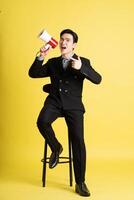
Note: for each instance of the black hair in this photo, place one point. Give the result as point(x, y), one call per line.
point(69, 31)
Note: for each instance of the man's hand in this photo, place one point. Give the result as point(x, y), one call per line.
point(76, 63)
point(44, 50)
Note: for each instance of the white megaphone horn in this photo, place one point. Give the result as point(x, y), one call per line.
point(46, 37)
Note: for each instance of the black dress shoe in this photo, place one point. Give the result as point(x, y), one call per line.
point(54, 158)
point(82, 189)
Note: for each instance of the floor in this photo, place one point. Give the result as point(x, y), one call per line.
point(106, 180)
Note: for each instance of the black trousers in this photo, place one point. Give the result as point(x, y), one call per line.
point(74, 121)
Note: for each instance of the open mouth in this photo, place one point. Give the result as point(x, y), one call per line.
point(63, 47)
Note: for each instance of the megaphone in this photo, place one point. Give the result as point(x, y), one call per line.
point(46, 37)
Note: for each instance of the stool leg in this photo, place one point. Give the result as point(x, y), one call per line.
point(70, 160)
point(44, 165)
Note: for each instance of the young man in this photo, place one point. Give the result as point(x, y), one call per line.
point(67, 74)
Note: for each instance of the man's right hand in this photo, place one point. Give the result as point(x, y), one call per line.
point(44, 51)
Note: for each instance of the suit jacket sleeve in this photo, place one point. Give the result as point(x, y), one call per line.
point(88, 72)
point(38, 70)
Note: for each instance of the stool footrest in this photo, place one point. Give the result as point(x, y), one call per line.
point(60, 158)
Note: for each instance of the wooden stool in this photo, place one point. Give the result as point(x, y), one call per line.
point(62, 160)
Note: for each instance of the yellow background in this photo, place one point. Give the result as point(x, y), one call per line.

# # # #

→ Directions
Could you restate every record above word for word, dropping the pictures?

→ Answer area
Note: for each instance of the black hair in this photo, place one point. Give the result as point(x, y), one call per line.
point(69, 31)
Note: for each instance of the man's hand in this photo, place one point. Give the result as point(x, y), one call per line.
point(76, 63)
point(44, 50)
Note: for each instance of the white megaphone horn in this photo, place one point. Give the result as point(x, y), one call per line.
point(46, 37)
Note: for each instance of the black dress shoe in this photo, place one point. Give the result as point(x, y), one call per line.
point(54, 158)
point(82, 189)
Note: for each instance of the floor in this photo, place one point. Give the result as point(x, y), one call per line.
point(106, 180)
Note: for each instance of the black trousers in this photo, place one point. Give the result as point(x, y), one call per line.
point(74, 121)
Note: for each instance of the open mouth in this photo, place one point. Give the result as point(x, y), one call per line.
point(63, 47)
Note: for each instance of the megaphone in this photo, place one point. Give the result as point(x, y), one call per line.
point(46, 37)
Note: for each instance of the stool leg in this photo, place one point. Give the result as point(x, y), one call per line.
point(70, 160)
point(44, 165)
Note: for each instance of the young man in this photo, place one point. Give the result as point(x, y), one call per line.
point(67, 74)
Note: for each instance of the man's right hand in this photo, place one point. Give the result as point(x, y), one call per line.
point(44, 51)
Note: for each instance of the suit jacket sleeve in this photo, place one point. Give the result as point(x, y), one call per line.
point(88, 72)
point(38, 70)
Note: for each instance of the stool footrest in this photo, place one point. Give the result as point(x, y), one call per line.
point(60, 158)
Note: for each instance of the wooden stool in this photo, place one point. Give the result as point(x, y), one call per line.
point(62, 160)
Note: for each instance of the yellow background in this photo, place one point. Give the result as point(x, y), one call per line.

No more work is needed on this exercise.